Records excerpted from a collection:
--------------------------------------------------
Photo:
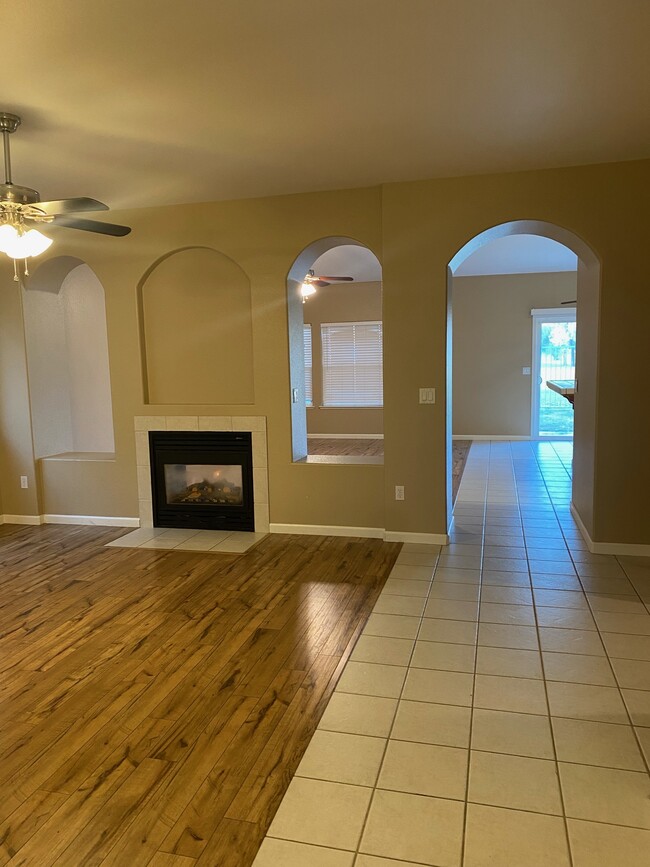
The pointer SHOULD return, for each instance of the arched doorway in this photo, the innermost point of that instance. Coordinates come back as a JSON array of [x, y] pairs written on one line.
[[587, 316], [335, 352], [67, 357]]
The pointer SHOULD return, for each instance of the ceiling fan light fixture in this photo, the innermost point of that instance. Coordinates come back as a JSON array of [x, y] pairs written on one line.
[[19, 244], [306, 290]]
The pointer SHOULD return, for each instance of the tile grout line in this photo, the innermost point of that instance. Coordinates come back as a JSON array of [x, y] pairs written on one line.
[[550, 718], [476, 646], [618, 688]]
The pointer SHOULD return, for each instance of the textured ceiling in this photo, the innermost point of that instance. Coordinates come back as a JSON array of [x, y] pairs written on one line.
[[156, 101], [348, 260], [518, 254]]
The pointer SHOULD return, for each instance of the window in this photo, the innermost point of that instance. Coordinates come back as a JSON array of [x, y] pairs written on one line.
[[352, 364], [309, 395]]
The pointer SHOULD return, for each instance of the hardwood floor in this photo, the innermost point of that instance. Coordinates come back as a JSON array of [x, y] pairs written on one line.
[[352, 447], [156, 704]]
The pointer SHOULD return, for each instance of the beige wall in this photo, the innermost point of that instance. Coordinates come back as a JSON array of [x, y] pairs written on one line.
[[415, 229], [492, 341], [67, 354], [196, 325], [356, 302]]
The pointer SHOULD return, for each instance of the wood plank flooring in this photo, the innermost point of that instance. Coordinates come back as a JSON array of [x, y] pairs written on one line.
[[154, 705], [353, 447]]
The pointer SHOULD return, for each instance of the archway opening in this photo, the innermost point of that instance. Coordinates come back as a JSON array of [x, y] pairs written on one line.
[[67, 356], [336, 353], [509, 395]]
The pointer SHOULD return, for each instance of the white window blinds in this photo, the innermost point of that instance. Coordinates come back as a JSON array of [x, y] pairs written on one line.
[[309, 397], [352, 364]]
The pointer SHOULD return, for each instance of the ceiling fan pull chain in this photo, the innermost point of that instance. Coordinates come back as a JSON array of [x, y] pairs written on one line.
[[5, 137]]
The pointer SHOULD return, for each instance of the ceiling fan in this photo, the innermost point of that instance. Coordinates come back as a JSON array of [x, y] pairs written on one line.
[[312, 281], [21, 209]]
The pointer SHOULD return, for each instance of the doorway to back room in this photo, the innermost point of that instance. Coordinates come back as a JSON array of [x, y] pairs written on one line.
[[554, 373]]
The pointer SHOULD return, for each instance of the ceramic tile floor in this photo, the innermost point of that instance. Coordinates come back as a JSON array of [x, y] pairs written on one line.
[[496, 709], [204, 541]]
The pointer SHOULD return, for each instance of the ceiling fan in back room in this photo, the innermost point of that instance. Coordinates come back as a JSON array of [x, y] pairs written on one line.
[[21, 209], [311, 282]]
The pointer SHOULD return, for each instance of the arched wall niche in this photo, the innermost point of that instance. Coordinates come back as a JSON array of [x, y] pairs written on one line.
[[295, 313], [196, 330], [67, 356], [587, 337]]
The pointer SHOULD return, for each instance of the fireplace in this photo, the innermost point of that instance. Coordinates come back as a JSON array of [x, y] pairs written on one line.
[[202, 479]]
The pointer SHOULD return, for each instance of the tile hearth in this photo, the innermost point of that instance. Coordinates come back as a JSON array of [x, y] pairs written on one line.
[[203, 541]]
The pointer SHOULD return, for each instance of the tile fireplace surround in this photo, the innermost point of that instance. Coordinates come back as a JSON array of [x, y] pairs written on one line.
[[256, 424]]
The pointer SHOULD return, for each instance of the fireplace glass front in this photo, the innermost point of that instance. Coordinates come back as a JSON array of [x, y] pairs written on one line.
[[202, 480]]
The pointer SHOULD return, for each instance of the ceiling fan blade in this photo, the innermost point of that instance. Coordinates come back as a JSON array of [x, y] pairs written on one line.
[[70, 206], [324, 277], [92, 226]]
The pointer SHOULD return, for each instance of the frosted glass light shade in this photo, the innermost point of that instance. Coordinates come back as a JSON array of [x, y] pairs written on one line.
[[22, 246]]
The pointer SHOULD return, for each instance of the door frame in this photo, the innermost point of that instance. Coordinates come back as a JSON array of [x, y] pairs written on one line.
[[539, 315]]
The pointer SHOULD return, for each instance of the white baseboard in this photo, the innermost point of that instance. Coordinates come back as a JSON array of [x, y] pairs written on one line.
[[622, 548], [345, 436], [92, 520], [362, 532], [418, 538], [500, 437]]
--------------------------------------------------
Go through the records and repeat each one exactly, skipping anything that is a picture.

> [Output of the task]:
Photo:
The pointer SHOULD return, for each instance of the arched doorway in this photo, the innermost point of that instance. Coordinates come back as a JSON array of [x, y] pairs written on one line.
[[587, 316], [335, 352], [67, 357]]
The pointer SHOULD return, for each instance of the ceiling fan light fixture in this photo, the innermost point of that instance. Coordinates come back as a JSON array of [x, y] pairs written on one line.
[[19, 244], [306, 290]]
The pointer SHOULD return, for each instance of the tile grout line in this photo, the innermost point of that instance. Coordinates come back as a JSON array of [x, y] pairs written on one line.
[[550, 718], [476, 646], [618, 688]]
The pointer SHOULD return, for each instance of the textured ceiling in this photo, the innermost point of that instance. Coordinates come back as a JSON array of [x, y] pairs written on one line.
[[156, 101], [348, 260], [518, 254]]
The pointer SHOULD return, for each instance of the window in this photo, the innermost point of that instance. Coordinates come back as a JSON array of [x, y] pairs written on one line.
[[352, 364], [309, 395]]
The pointer SHOULD return, for each instance of the hardwood floor in this photo, the innermost point of that instance. Coordinates come back as a JSON array of [x, y] pairs written on one line.
[[352, 447], [156, 704]]
The pointer SHOULD return, for each instance of the beige wall in this photo, the innermost point of that instance. Coordinates come back as a JSON array of [x, y] pairs written on one line.
[[415, 229], [492, 341], [67, 354], [196, 325], [356, 302]]
The pointer SHOULD return, for each instance of the wood plank flooring in this photo, the innermost point of that instance. Coordinates come back as a JSON array of [x, y] pairs written on one line.
[[154, 705], [353, 447]]
The pointer SHOULD return, for each instance of the archway opening in this photo, the innermost point of that instance. Coordinates come back as a JSON array of [x, y] pairs written on one line.
[[67, 356], [336, 353], [509, 395]]
The pointer SHOULD return, for each instance of the white window blinds in this photo, the innermost point of that instance. Coordinates come back as a JSON array of [x, y] pairs written on one line.
[[309, 397], [352, 364]]
The pointer SHOULD return, for each instance of the ceiling fan pull chain in this photo, the innermost point of that instance. Coordinates come back as a JSON array of [x, y] pairs written on one line.
[[5, 137]]
The pointer SHOULD return, for each instance of the ceiling fan in this photo, the innermost point of that instance. Coordinates come back as a JSON array of [x, y] pairs written on one line.
[[312, 281], [21, 209]]
The pointer SHOULD return, for each instance of the doorway to back room in this photo, the innermost point of that instance. Coordinates come back as a JSON array of [x, y] pairs written on one line.
[[554, 373]]
The pointer SHOULD return, for each instance of the ceramic tile floor in this photo, the innermost point of that instance. Coordinates come back as a JSON array of [x, y] pairs written on one line.
[[496, 709], [204, 541]]
The pointer SHOULD return, for each instance of the ceiling fan in back room in this photo, the innermost point of that instance. Coordinates come back as a JSON array of [x, y] pairs written on one line.
[[21, 209], [311, 282]]
The pointer SHOULD return, for each instance of the arched wall niche in this photo, the innermost point of that instance. Coordinates come back as a JSON array of [x, y] pairs written on one line.
[[295, 313], [196, 330], [67, 356], [587, 337]]
The pointer SHOULD return, for each instance of the fireplace in this photo, the innermost point of that instance. Coordinates come back as a JSON array of [x, y] pairs written on one line.
[[202, 479]]
The pointer SHOULD return, for each instance of the tile hearth in this photo, the innermost point of that instance. Coordinates come back as a JSON array of [x, y] pairs written on one line.
[[203, 541]]
The pointer SHOULD return, for each instance of the tile fireplace surround in this photo, the innermost point of that instance. Coordinates come back as a JSON array of [x, y] pairs written on one line.
[[256, 424]]
The pointer SHOULD return, for each instance of the fireplace glass front in this photo, the innermost point of that instance. Coordinates come back as a JSON array of [x, y] pairs written on one line.
[[202, 480]]
The pointer SHOULD return, for each instance of the ceiling fan blade in this photo, the innermost point of that instance. Coordinates come back as a JSON array of [x, y] pairs written on one line.
[[70, 206], [324, 277], [92, 226]]
The pointer SHOULD return, for each instance of the frosted glass light shade in this photo, the innermost point of that instance. Coordinates come back as a JSON array of [x, y] pairs written on one line.
[[22, 246]]
The pointer SHOULD return, for each instance of the door frame in this photo, the innermost point of that instance. Coordinates come back as a JSON array of [x, y] pairs written on one line.
[[539, 315]]
The pointer SHOULD return, for each instance of the white baseboard in this photo, the innermost point of that instance. Coordinates come back as a JSON array of [x, y] pairs written on one line.
[[622, 548], [345, 436], [92, 520], [362, 532], [418, 538], [500, 437]]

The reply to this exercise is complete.